- _EXCERPTED TEXT_

In this paper, a fully dilated convolutional neural network is proposed to enhance the performance of depth prediction. Our model is designed based on the framework in [18]. It contains two components: the global coarse-scale network, which estimates the coarse depth, and the local fine-scale network, which refines the coarse depth estimation combined with local information. In the coarsescale network, the convolutional layers are replaced with the dilated convolutional layers and the fully connected layers are replaced with the convolutional layers. We train and evaluate our network on NYU Depth V2 datasets and make comparison on the depth predicting performances between our model with traditional VGG-16 model. The experiment results demonstrate that our model reduces the computational and memory costs, and achieves state-of-the-art performance on benchmarks.

2. Related Work

2.1    Depth Estimation

Depth estimation refers to a set of techniques and algorithms aiming to obtain the spatial information from a scene, which has been an essential computer vision task with a long history. Normally a 2D image taking from the camera is not able to represent the local spatial relations of a 3D scene. Since only one point of each pixel is projected in the real scene, its depth information is mathematically eliminated when projected into plane in a image. Depth information is a key prerequisite to perform multiple computer vision tasks. With the depth information, we are able to back project images captured from multiple views and the 3D scenes can be perfectly restructured by matching all the points. In order to accurately move the actuators in robotics, the depth estimation is required to multiple tasks such as perception, navigation, and planning. In the single image dehazing task, scene depth is a key parameter that supports to remove the haze locally instead of globally.

Depth estimation is an inherently ambiguous and complex task. Geometrically, infinite points in the scene are not projected, thus the depth information may be generated from considerable possible world scenes. For some specific computer vision tasks benefited from depth prediction, it will face more challenges. In the application of autonomous driving in particular, depth estimation will be degraded by occlusion, dynamic object in the scene and imperfect stereo correspondence. Despite the loss of depth information in the 3D dimension, depth map prediction has been investigated inspired by the analogy to how human eyes perceive depth information from depth cues.

- _WORK INSTRUCTIONS_
• a. Condense the paragraph of the depth estimation text beginning "Depth estimation is an inherently ambiguous" into a short bulleted list that keeps its main facts.
• b. According to the depth estimation text, on which datasets is the proposed network trained and evaluated?

- _COLLECTED MATERIAL_
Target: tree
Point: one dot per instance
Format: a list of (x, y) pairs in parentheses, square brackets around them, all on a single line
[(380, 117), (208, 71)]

- _CORRECT ANSWERS_
• a.
- Depth estimation is inherently ambiguous and complex.
- Geometrically, infinitely many points in the scene are not projected, so the depth information could come from many possible world scenes.
- Computer vision tasks that benefit from depth prediction face more challenges. In autonomous driving, occlusion, dynamic objects in the scene and imperfect stereo correspondence degrade depth estimation.
- Although depth information in the 3D dimension is lost, researchers have studied depth map prediction by analogy to how human eyes perceive depth from depth cues.

• b. NYU Depth V2 datasets.